Entries taken from a collection:
=== Section Start ===

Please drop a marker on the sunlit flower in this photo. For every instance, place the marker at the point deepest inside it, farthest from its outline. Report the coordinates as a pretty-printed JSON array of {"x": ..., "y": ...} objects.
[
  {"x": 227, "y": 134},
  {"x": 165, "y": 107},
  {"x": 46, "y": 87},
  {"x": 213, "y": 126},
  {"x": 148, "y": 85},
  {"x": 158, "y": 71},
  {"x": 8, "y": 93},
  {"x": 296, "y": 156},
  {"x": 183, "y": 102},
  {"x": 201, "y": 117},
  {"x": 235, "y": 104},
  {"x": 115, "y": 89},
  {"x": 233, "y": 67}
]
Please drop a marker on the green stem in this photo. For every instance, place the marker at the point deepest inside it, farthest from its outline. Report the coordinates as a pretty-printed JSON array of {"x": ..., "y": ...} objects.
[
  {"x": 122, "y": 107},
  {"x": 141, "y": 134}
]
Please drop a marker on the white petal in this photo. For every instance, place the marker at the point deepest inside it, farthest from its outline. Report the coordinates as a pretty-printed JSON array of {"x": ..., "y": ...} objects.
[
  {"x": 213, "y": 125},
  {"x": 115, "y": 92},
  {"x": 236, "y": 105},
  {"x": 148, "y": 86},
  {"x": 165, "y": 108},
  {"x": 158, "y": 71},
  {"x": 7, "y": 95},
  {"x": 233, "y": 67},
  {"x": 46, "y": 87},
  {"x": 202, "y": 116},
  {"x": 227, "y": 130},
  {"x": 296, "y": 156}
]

=== Section End ===

Your objective: Repeat each entry word for word.

Answer box:
Please drop a marker on the sunlit flower in this photo. For every instance, place the marker at the point deepest inside it, farthest from its outline. Report the coordinates as a pretty-printed JSON array of {"x": ..., "y": ...} objects.
[
  {"x": 227, "y": 134},
  {"x": 165, "y": 107},
  {"x": 46, "y": 87},
  {"x": 213, "y": 126},
  {"x": 148, "y": 85},
  {"x": 158, "y": 71},
  {"x": 8, "y": 93},
  {"x": 296, "y": 156},
  {"x": 183, "y": 102},
  {"x": 201, "y": 117},
  {"x": 235, "y": 104},
  {"x": 115, "y": 89},
  {"x": 233, "y": 67}
]
Please drop a marker on the green stem in this photo. For every instance, place the marker at the point deepest inside it, farthest from its outline. Report the coordinates as a pretty-printed JSON array of {"x": ..., "y": ...} objects.
[
  {"x": 122, "y": 107},
  {"x": 141, "y": 134}
]
Please drop a marker on the white petal in this photo. For every instance, place the marker at the point deepest inside it, farthest from its outline. Report the coordinates as a pretty-printed JSON array of {"x": ..., "y": ...} objects.
[
  {"x": 213, "y": 125},
  {"x": 115, "y": 92},
  {"x": 236, "y": 105},
  {"x": 148, "y": 86},
  {"x": 165, "y": 108},
  {"x": 158, "y": 71},
  {"x": 7, "y": 95},
  {"x": 233, "y": 67},
  {"x": 46, "y": 87},
  {"x": 202, "y": 116},
  {"x": 227, "y": 130},
  {"x": 296, "y": 156}
]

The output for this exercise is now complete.